- [Extrait à lire]:
------------------------------------------------------------------------

Il n’y a jamais eu aucun problème entre eux et nous. En un an, pas le moindre malaise, le moindre soupçon dont j’aie souvenir.

 

 

 

Il était si facile de se reconnaître en eux.

 

 

 

La dèche, elle arrive avec une rapidité foudroyante : un cafard amoureux, un gendarme qui vous arrête au bord de la route en état d’ivresse, le permis de conduire enlevé, l’outil de travail confisqué, le travail perdu, les queues à l’ANPE, les huissiers qui succèdent aux conseillers.

N’importe qui est concerné, comme le montre si bien Jean-Claude Izzo dans le Soleil des mourants.

 

 

 

Nous discutions de cela avec eux  accroupis sur les passerelles venteuses qui enjambent le Rhône. Nous étions abrités derrière nos parapluies, eux sous leurs cartons.

------------------------------------------------------------------------

- [Données extraites]:
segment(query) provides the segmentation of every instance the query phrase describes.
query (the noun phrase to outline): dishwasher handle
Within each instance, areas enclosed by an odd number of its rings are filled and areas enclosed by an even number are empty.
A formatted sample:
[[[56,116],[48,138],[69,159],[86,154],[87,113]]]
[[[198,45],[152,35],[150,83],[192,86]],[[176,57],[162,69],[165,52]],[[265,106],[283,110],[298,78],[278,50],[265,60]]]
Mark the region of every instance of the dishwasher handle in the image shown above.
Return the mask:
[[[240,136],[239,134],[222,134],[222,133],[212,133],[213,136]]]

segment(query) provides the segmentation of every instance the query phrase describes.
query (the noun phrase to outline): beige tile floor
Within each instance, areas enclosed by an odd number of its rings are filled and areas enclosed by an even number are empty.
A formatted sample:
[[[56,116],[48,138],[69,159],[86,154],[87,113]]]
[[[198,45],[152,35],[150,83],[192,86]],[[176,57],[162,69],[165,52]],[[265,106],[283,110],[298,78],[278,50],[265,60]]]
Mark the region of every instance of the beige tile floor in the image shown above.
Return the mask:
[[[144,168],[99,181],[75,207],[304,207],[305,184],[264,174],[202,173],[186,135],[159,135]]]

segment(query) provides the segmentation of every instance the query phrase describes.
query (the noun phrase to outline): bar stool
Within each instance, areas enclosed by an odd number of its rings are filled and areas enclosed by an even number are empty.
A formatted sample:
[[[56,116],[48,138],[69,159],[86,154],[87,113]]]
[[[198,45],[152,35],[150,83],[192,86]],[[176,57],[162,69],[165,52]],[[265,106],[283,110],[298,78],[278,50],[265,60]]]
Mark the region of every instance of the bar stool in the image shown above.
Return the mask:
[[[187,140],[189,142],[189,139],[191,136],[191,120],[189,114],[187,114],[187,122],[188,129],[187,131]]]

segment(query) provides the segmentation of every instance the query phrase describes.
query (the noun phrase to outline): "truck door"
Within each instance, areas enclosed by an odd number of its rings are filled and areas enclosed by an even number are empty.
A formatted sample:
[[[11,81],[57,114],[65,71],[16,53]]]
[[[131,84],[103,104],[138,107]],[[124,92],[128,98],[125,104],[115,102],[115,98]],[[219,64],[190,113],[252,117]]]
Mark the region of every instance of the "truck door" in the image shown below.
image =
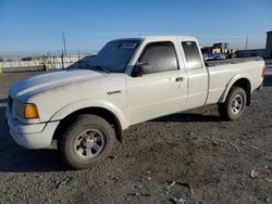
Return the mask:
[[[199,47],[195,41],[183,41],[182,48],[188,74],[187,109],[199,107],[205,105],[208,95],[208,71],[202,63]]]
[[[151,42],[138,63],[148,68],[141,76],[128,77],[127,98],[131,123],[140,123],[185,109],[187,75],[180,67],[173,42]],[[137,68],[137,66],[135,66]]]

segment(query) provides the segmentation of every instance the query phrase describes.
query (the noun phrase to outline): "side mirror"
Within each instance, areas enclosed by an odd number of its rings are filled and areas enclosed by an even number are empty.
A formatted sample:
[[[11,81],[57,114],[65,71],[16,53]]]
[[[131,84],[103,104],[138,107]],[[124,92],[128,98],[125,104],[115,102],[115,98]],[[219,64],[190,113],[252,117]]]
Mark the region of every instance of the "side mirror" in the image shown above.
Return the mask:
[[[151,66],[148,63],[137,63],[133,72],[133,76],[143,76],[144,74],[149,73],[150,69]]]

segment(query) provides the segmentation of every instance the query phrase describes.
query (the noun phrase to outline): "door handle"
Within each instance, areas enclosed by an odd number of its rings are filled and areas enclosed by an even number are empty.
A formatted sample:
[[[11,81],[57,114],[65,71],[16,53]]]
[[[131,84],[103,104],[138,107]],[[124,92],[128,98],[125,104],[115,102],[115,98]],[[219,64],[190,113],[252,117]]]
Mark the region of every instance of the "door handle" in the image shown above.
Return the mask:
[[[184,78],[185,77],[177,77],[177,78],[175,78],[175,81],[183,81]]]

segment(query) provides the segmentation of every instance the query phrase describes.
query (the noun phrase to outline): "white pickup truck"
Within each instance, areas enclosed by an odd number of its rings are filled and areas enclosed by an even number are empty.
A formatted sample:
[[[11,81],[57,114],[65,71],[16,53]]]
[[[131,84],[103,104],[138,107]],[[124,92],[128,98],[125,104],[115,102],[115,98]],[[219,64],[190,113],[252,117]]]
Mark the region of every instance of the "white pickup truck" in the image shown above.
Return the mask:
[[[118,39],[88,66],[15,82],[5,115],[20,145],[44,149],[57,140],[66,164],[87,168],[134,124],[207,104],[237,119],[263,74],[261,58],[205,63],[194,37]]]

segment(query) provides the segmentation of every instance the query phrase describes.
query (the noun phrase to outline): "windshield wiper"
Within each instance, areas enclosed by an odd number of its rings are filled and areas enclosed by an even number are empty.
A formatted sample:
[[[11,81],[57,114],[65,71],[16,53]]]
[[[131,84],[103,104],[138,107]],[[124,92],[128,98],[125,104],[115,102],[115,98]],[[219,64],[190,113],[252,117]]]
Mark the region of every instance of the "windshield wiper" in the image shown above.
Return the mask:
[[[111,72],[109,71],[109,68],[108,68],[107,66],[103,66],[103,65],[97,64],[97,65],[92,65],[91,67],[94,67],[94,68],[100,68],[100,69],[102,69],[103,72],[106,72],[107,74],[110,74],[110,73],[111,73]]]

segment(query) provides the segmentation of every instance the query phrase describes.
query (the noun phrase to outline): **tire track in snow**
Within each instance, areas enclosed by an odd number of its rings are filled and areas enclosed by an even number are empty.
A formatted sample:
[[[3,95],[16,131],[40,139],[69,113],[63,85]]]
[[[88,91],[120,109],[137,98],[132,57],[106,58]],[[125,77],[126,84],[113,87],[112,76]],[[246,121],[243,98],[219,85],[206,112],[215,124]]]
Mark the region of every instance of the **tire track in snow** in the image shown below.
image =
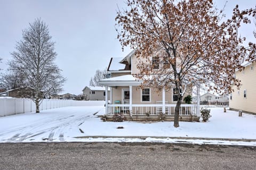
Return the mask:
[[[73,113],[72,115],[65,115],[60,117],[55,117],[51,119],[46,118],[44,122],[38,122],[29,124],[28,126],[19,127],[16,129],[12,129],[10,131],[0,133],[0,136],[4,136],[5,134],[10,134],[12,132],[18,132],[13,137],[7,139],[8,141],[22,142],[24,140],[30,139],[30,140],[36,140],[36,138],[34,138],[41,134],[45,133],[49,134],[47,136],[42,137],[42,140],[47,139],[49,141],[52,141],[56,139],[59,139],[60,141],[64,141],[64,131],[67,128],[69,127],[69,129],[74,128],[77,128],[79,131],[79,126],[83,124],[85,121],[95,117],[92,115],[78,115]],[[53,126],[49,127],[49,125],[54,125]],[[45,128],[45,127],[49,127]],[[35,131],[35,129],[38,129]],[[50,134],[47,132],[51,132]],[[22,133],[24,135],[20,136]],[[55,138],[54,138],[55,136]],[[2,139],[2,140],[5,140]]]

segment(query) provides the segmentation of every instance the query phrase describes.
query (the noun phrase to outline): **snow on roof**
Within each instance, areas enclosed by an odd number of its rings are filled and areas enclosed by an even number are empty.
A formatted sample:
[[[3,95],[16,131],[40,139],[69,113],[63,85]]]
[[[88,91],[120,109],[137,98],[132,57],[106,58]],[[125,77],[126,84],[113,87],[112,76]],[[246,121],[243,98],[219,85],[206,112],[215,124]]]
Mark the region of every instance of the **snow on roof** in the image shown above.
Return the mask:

------------------------------------------------------------------------

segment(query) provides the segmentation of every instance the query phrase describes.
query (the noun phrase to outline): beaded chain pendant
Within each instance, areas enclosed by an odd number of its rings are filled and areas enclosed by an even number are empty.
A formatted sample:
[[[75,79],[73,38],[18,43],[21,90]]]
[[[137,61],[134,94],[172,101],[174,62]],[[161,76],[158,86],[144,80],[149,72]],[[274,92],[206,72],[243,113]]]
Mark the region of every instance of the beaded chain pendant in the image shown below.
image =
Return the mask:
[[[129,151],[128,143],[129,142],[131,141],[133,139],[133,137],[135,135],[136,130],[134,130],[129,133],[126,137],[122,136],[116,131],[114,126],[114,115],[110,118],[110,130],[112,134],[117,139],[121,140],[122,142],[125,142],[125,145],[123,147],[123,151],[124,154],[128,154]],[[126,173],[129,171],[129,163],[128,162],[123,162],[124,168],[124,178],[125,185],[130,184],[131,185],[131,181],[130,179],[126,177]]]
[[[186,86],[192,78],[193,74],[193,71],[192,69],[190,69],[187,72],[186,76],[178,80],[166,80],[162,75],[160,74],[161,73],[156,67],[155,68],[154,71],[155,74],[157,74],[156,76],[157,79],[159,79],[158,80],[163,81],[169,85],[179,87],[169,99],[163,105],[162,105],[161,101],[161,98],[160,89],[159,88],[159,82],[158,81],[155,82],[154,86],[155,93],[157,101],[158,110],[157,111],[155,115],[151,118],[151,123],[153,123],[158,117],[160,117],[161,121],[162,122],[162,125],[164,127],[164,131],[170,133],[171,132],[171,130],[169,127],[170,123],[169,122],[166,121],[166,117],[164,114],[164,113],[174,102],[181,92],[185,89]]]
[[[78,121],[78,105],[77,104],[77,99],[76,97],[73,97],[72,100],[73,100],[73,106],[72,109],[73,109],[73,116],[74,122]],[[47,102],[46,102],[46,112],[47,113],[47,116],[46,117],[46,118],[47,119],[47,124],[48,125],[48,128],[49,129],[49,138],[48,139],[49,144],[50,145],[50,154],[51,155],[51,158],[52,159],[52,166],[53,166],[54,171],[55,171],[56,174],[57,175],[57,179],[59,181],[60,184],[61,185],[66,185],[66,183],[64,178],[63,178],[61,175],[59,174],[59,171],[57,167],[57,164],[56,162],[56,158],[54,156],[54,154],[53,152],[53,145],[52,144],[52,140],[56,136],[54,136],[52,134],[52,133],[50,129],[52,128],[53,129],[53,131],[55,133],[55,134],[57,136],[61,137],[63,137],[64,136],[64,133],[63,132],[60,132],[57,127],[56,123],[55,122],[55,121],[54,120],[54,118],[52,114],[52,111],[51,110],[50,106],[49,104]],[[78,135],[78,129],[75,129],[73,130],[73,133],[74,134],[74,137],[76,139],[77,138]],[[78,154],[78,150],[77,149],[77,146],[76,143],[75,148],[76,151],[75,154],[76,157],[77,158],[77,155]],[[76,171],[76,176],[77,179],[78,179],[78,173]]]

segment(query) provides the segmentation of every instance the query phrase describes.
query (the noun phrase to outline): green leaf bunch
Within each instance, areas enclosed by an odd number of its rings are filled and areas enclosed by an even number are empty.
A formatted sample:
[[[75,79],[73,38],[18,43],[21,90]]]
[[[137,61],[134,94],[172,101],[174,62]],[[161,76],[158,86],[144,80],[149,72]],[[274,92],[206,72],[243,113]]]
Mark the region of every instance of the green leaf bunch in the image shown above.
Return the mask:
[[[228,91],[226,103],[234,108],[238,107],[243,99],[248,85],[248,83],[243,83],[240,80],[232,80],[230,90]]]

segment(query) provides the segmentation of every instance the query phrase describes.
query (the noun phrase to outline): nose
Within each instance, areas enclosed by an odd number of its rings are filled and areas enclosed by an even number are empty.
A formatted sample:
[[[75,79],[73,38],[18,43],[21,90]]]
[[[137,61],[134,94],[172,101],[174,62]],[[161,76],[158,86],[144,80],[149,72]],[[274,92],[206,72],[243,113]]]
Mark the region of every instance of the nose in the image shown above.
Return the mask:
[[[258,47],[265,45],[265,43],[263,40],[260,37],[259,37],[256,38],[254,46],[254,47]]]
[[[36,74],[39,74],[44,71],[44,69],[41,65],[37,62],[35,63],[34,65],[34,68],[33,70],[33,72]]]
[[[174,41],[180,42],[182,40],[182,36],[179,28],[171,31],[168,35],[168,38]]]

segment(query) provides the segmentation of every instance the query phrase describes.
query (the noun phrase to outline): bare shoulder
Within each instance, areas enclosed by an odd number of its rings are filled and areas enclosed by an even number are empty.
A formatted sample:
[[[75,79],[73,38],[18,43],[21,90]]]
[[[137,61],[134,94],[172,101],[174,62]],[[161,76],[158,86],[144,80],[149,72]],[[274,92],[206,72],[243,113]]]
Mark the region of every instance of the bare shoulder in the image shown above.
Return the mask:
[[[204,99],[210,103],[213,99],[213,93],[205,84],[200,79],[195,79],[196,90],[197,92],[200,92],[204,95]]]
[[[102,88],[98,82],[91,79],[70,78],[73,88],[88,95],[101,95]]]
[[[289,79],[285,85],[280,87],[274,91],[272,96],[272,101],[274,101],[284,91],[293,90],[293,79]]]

------------------------------------------------------------------------

- [Exercices à résoudre]:
1/ Réécrivez sous forme de liste le paragraphe de l'extrait qui commence par « La dèche, elle arrive », en gardant ses faits principaux.
2/ Répondez brièvement à ces questions sur l'extrait.
(a) Quel auteur montre que n'importe qui est concerné, et dans quel livre ?
(b) Quel fleuve les passerelles enjambent-elles ?
(c) Pendant combien de temps n'y a-t-il eu aucun problème entre eux et nous ?
3/ Dites si chacune de ces affirmations est conforme à l'extrait. Répondez par oui ou par non et citez les mots du texte qui permettent de trancher.
(a) Des soupçons sont apparus entre eux et nous au cours de l'année.
(b) Pendant la discussion, eux s'abritaient sous leurs cartons.
(c) Les discussions avaient lieu dans un café.
Les données n'interviennent pas dans ce travail.

- [Solutions dans l'ordre]:
1/
La dèche arrive avec une rapidité foudroyante :
- un cafard amoureux ;
- un gendarme qui vous arrête au bord de la route en état d'ivresse ;
- le permis de conduire enlevé ;
- l'outil de travail confisqué ;
- le travail perdu ;
- les queues à l'ANPE ;
- les huissiers qui succèdent aux conseillers.

2/
(a) Jean-Claude Izzo, dans le Soleil des mourants.
(b) Le Rhône.
(c) Un an.

3/
(a) Non : « En un an, pas le moindre malaise, le moindre soupçon dont j’aie souvenir. »
(b) Oui : « eux sous leurs cartons ».
(c) Non : « accroupis sur les passerelles venteuses qui enjambent le Rhône ».